(Lignes extraites d'une collection)
◆ ◆ ◆ ◆ ◆

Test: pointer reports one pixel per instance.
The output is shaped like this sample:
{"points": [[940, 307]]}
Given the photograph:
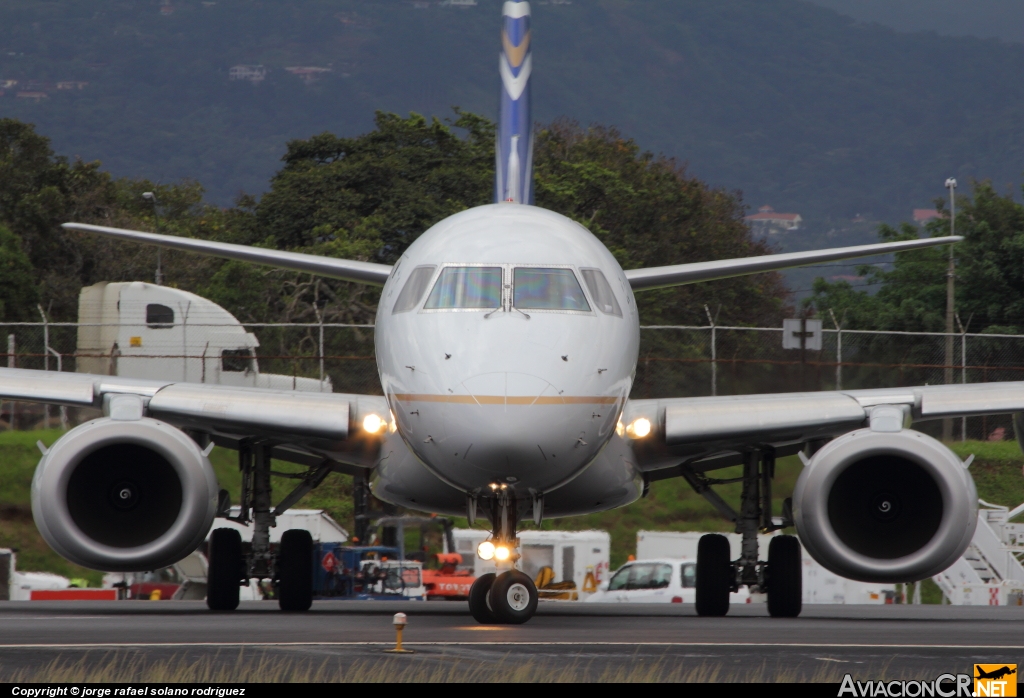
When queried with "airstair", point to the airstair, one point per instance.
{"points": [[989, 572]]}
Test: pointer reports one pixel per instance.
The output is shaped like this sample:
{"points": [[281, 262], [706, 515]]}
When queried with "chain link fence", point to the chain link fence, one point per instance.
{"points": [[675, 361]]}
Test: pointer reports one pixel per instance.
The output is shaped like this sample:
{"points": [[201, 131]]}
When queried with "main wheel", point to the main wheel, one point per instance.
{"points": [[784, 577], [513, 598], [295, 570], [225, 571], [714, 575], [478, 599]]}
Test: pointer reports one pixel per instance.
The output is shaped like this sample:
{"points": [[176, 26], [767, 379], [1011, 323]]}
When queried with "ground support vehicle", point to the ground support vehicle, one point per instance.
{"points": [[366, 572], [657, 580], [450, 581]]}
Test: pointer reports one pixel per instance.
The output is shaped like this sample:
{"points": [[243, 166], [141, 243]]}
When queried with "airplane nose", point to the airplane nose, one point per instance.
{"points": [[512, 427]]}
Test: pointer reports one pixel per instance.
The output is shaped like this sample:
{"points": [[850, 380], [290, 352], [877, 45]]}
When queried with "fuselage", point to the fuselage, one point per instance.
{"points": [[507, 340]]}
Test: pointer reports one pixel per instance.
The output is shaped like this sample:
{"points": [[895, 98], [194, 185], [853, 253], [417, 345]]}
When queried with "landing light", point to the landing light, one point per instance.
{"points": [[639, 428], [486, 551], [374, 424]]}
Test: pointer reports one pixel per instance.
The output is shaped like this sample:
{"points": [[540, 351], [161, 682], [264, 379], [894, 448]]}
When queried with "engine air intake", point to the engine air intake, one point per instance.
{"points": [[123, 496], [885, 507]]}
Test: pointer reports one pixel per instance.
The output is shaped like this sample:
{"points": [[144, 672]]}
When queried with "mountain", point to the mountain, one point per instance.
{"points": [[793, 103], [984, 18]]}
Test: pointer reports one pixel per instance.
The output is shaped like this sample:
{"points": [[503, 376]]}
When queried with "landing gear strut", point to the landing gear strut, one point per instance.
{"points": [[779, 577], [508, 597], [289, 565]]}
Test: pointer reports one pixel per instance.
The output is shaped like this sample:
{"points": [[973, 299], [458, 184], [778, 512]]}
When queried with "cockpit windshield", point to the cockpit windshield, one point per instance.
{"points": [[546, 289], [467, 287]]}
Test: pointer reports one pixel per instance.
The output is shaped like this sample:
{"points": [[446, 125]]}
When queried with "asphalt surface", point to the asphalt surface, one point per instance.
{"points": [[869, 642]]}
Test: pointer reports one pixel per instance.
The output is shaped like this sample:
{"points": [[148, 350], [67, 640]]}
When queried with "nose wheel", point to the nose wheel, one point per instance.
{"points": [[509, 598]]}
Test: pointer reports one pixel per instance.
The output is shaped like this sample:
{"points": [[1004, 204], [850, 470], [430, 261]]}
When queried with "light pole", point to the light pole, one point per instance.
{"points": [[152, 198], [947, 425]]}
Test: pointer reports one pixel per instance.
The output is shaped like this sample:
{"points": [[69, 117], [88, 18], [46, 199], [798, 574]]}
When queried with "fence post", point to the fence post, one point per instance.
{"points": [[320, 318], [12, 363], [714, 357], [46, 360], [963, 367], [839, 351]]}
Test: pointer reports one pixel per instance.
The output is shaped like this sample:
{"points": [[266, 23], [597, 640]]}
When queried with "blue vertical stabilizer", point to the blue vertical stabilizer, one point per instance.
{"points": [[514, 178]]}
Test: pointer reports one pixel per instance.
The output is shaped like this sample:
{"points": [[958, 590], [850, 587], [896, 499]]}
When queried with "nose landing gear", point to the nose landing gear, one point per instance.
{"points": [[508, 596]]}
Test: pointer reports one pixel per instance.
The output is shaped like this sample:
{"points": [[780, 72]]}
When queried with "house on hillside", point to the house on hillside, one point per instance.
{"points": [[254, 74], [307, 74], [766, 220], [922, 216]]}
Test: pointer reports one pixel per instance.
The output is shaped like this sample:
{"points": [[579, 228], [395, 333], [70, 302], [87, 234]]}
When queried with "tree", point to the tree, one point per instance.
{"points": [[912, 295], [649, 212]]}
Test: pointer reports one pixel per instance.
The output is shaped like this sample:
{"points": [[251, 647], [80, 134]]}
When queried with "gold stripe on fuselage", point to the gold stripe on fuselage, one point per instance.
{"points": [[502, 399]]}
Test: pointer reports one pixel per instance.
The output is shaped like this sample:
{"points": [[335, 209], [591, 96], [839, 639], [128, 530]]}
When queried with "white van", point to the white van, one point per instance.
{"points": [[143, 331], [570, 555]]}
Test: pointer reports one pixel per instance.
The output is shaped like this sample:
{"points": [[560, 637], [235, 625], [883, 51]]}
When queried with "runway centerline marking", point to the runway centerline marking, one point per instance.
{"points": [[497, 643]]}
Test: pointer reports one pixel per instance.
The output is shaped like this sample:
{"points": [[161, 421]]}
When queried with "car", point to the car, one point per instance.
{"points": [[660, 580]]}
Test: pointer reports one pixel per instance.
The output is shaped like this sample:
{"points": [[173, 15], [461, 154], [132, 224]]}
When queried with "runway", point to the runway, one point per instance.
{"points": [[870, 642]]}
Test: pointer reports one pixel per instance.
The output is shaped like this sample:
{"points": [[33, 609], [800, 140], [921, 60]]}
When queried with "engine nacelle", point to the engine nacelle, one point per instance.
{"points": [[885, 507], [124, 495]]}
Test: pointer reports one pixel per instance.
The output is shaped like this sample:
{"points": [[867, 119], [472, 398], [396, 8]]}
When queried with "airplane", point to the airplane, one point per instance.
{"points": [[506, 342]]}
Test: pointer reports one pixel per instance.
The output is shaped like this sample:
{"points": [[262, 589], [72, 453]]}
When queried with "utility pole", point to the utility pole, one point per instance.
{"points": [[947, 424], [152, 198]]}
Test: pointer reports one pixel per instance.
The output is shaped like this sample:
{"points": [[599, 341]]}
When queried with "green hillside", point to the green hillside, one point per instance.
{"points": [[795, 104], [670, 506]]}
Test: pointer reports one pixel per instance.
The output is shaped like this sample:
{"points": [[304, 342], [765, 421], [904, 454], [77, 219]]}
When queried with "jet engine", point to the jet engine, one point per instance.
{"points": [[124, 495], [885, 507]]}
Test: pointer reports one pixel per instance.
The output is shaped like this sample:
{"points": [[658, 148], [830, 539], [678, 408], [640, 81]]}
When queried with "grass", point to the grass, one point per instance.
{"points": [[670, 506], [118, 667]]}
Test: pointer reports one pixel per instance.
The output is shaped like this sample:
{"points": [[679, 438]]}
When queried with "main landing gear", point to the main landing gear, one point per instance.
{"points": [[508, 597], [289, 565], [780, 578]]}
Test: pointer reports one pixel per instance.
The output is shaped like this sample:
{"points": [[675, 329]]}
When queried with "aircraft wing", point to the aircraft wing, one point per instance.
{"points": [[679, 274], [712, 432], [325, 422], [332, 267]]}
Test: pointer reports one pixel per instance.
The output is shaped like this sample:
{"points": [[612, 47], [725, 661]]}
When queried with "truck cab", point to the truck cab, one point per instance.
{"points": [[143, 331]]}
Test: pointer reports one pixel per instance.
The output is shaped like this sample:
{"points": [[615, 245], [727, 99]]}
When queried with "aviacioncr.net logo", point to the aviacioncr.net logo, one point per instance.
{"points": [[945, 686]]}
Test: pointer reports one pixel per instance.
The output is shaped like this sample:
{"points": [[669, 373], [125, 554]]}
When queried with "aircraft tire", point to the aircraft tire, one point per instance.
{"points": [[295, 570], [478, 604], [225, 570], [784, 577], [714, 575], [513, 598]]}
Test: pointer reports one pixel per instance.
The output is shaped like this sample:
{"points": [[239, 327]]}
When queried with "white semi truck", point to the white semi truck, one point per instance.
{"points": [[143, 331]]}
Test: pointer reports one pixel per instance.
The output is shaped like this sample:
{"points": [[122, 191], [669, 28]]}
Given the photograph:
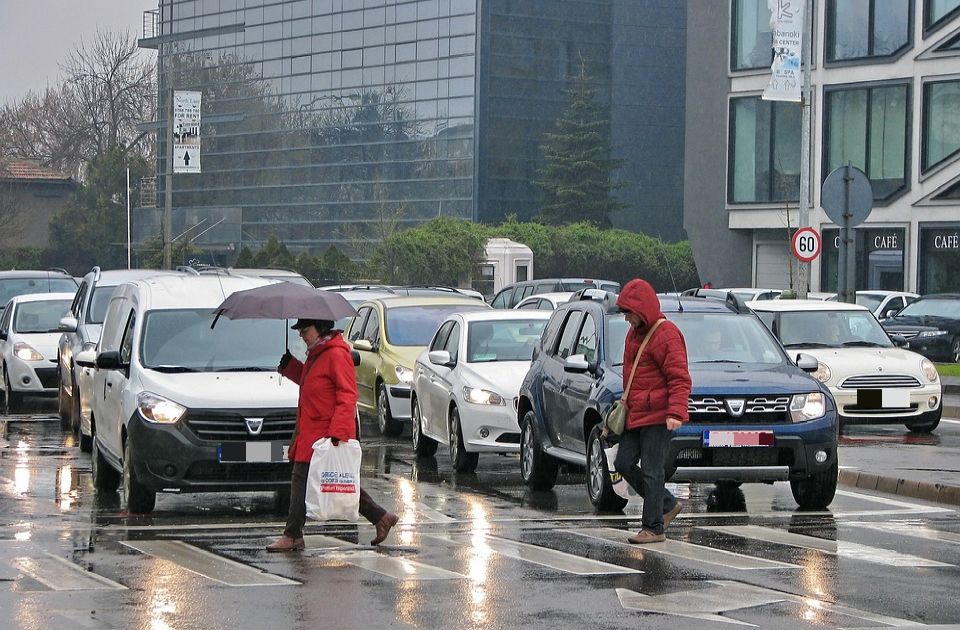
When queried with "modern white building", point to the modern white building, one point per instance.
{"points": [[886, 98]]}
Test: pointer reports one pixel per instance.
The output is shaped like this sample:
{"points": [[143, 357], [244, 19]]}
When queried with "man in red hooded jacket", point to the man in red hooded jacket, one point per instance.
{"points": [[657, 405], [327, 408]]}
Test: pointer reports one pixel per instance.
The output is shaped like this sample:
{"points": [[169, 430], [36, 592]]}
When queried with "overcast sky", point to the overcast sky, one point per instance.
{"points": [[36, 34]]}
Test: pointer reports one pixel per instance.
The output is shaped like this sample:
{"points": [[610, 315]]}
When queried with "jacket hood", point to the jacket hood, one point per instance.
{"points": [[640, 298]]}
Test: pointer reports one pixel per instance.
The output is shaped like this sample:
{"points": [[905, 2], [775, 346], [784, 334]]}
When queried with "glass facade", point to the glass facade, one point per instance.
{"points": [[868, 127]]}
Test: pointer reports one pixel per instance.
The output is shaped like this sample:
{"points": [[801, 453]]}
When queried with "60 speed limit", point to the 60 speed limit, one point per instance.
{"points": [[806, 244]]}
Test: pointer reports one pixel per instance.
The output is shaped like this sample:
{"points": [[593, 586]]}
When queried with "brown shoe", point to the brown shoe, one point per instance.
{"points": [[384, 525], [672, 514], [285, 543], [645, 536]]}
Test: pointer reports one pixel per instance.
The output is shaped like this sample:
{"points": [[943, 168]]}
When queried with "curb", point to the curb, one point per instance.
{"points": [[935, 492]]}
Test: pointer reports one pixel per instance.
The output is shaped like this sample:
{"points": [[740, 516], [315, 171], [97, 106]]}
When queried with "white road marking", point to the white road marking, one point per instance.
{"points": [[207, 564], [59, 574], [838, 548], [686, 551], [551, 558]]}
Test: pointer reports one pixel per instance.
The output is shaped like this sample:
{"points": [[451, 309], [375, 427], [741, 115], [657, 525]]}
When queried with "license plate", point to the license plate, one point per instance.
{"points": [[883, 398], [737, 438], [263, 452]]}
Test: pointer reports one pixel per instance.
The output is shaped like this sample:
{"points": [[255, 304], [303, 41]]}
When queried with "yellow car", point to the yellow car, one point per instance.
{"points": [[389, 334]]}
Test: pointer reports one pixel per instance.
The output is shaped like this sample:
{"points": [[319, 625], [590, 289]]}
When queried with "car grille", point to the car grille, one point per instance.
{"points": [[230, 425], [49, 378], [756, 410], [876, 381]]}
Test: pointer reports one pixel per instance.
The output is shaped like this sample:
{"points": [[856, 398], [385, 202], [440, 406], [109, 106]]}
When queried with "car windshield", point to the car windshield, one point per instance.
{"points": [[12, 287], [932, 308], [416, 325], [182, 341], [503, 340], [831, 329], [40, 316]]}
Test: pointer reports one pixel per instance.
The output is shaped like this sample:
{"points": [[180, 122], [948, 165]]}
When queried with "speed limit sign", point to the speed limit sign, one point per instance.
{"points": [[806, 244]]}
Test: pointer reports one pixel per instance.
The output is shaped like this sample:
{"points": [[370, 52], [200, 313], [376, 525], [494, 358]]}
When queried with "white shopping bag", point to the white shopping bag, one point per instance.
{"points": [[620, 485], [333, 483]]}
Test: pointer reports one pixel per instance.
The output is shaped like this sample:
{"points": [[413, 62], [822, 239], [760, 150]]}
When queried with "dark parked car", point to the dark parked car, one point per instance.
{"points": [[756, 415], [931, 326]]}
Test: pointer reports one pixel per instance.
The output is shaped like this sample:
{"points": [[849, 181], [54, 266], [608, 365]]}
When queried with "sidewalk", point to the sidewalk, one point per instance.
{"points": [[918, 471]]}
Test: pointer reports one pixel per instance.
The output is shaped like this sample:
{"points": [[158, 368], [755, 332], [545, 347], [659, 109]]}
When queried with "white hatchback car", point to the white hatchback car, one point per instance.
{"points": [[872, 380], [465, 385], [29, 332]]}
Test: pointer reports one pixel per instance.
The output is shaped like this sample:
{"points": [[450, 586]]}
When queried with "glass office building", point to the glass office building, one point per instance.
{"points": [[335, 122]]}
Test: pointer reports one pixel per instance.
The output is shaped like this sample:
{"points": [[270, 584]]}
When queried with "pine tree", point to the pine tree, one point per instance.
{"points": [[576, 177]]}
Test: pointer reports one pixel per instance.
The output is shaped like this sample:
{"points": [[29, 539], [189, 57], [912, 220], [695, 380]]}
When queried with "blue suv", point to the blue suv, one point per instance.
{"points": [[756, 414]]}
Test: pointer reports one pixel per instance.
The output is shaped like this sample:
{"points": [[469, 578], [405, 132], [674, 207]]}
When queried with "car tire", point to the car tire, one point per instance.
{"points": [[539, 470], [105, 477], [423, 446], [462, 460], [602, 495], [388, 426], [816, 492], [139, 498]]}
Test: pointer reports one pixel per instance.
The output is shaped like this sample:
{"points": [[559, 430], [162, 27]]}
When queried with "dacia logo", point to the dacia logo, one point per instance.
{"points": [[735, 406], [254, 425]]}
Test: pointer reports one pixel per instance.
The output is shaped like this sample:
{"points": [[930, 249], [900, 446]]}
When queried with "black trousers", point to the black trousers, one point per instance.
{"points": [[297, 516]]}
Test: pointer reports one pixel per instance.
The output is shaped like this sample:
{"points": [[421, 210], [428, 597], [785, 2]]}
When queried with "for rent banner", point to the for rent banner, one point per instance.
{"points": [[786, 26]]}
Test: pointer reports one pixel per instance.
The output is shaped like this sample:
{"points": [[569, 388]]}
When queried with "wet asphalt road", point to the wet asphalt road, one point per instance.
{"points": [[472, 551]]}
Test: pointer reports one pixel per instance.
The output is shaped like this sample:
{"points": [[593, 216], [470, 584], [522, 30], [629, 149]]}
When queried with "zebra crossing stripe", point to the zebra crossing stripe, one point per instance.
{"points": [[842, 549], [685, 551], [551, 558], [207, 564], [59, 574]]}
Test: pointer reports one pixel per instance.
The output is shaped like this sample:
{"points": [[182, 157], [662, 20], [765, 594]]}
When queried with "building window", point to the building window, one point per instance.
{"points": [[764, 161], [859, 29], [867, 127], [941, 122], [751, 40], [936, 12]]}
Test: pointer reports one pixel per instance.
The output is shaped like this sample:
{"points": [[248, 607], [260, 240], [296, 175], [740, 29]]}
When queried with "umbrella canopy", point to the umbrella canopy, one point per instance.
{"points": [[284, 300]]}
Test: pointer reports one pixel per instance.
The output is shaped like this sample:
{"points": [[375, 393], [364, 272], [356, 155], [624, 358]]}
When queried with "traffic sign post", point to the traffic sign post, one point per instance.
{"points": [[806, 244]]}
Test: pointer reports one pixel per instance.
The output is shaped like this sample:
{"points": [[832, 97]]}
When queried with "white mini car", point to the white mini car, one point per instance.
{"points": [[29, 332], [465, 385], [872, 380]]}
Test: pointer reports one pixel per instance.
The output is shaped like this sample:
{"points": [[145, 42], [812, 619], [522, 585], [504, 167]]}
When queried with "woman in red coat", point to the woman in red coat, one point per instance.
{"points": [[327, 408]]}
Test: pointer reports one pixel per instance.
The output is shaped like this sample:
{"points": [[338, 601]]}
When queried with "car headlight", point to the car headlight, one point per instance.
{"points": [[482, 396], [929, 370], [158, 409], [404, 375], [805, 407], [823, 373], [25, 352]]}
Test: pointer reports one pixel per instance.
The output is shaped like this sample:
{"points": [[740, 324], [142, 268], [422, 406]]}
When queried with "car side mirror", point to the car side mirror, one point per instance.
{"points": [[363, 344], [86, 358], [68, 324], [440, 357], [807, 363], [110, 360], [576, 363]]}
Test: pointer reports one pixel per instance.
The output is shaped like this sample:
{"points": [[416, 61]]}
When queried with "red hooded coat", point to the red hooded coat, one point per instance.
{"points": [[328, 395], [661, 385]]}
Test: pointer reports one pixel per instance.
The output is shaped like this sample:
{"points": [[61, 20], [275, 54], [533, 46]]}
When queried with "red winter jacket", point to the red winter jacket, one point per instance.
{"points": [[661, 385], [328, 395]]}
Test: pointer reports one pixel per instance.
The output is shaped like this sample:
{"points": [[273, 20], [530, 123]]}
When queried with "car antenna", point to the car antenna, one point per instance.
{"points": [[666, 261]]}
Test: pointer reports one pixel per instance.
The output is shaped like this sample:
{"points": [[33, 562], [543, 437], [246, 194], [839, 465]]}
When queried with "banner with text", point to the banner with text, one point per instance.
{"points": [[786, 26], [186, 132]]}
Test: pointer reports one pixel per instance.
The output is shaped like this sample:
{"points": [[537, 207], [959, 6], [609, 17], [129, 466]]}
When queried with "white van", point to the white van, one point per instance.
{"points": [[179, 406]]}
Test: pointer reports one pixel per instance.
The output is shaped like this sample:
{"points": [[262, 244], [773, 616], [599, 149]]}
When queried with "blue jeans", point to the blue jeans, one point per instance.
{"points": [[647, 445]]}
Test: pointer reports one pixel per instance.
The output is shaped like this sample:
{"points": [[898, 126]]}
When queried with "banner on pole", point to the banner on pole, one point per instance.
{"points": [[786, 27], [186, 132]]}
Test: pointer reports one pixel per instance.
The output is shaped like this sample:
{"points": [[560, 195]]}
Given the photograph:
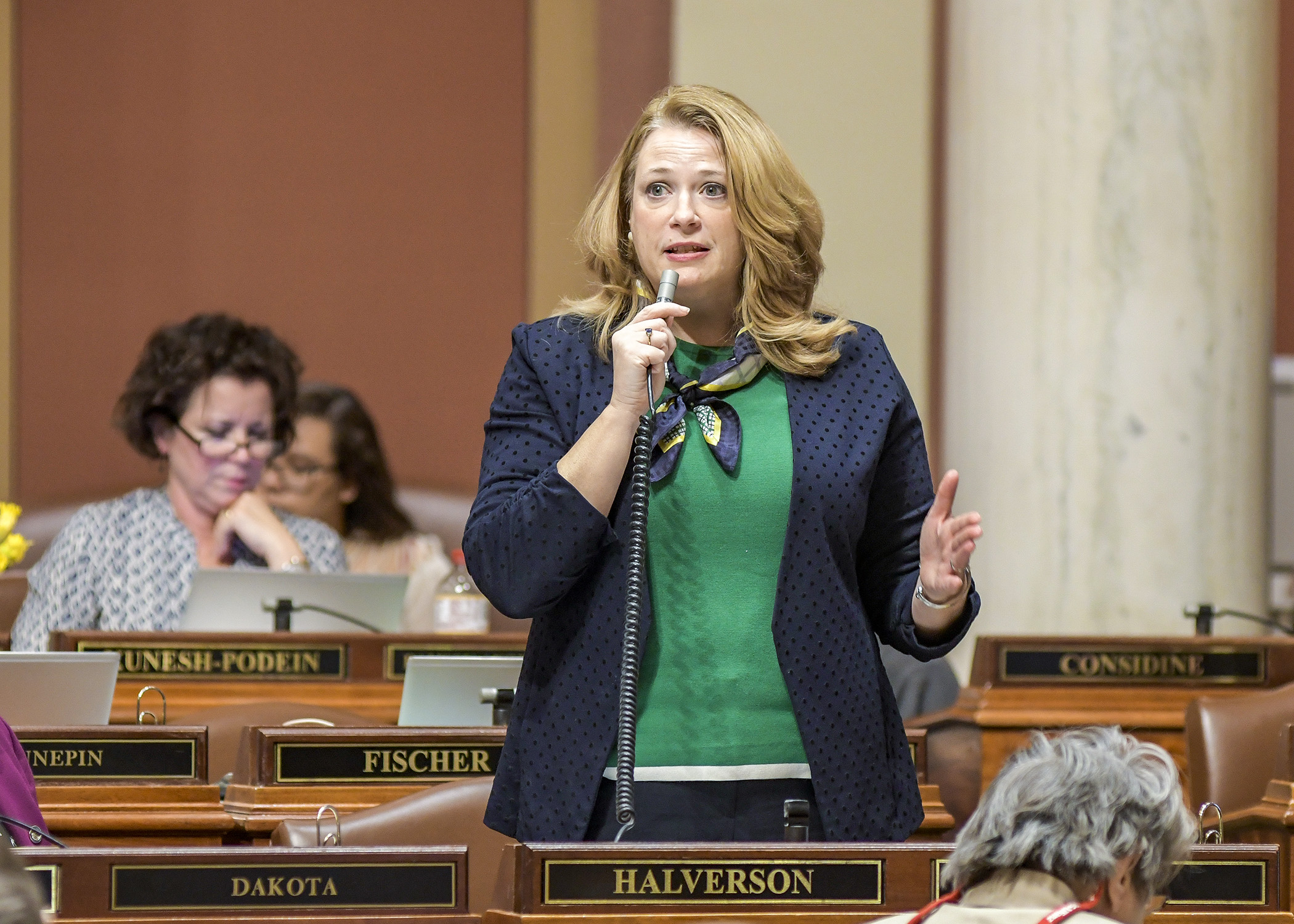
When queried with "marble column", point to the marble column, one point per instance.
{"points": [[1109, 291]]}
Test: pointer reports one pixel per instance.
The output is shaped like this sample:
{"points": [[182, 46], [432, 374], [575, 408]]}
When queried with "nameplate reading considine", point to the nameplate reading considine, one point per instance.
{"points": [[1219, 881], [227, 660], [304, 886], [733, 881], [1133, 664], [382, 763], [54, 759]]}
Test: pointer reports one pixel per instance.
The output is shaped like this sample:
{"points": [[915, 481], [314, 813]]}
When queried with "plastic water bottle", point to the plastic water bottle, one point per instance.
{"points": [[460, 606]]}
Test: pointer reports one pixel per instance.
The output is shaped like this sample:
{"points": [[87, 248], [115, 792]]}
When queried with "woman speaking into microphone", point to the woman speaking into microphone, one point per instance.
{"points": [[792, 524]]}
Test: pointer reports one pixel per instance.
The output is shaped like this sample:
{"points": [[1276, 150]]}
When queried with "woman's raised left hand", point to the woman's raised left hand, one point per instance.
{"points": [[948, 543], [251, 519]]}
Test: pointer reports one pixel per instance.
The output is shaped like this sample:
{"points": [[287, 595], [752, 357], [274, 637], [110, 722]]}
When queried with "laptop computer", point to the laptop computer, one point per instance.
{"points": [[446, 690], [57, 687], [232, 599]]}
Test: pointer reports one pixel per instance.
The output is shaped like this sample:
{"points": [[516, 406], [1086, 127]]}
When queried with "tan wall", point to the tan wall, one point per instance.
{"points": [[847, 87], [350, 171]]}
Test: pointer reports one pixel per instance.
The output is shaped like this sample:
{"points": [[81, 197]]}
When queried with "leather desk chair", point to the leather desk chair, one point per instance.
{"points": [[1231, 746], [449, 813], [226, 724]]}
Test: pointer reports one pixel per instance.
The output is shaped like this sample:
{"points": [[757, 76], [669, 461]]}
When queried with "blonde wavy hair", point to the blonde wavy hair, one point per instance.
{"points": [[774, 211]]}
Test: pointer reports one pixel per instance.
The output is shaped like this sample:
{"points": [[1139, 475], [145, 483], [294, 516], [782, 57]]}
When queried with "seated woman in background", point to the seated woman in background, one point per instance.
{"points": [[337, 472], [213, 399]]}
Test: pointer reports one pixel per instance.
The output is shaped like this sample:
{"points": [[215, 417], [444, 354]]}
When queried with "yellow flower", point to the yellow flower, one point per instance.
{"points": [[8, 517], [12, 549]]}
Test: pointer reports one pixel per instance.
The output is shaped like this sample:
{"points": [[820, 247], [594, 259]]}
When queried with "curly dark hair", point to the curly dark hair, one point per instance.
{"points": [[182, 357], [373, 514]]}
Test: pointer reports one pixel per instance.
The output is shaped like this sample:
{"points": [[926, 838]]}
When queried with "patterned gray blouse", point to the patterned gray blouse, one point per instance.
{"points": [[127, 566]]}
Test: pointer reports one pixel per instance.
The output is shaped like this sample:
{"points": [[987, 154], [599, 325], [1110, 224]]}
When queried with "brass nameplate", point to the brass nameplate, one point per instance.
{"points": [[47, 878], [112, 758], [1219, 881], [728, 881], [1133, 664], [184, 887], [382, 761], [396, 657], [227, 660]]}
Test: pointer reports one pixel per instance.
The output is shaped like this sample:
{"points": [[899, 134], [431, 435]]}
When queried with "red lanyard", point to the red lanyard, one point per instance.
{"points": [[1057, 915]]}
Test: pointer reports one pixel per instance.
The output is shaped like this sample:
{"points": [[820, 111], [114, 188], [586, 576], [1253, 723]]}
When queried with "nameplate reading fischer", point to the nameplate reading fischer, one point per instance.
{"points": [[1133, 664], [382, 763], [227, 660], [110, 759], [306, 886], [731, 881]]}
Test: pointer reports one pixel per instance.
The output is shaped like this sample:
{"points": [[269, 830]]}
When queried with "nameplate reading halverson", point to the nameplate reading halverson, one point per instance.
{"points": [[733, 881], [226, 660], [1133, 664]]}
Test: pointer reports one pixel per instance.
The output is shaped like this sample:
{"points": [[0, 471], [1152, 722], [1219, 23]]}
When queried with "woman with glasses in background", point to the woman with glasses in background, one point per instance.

◆ ◆ ◆ ◆ ◆

:: Consigne écrite ::
Montrez, en les recopiant, toutes les lignes ci-dessus qui contiennent la chaîne "hooded". La casse compte.

:: Corrigé ::
When queried with "man in red hooded jacket", point to the man in red hooded jacket, one point per instance.
When queried with "red hooded coat", point to the red hooded coat, one point per instance.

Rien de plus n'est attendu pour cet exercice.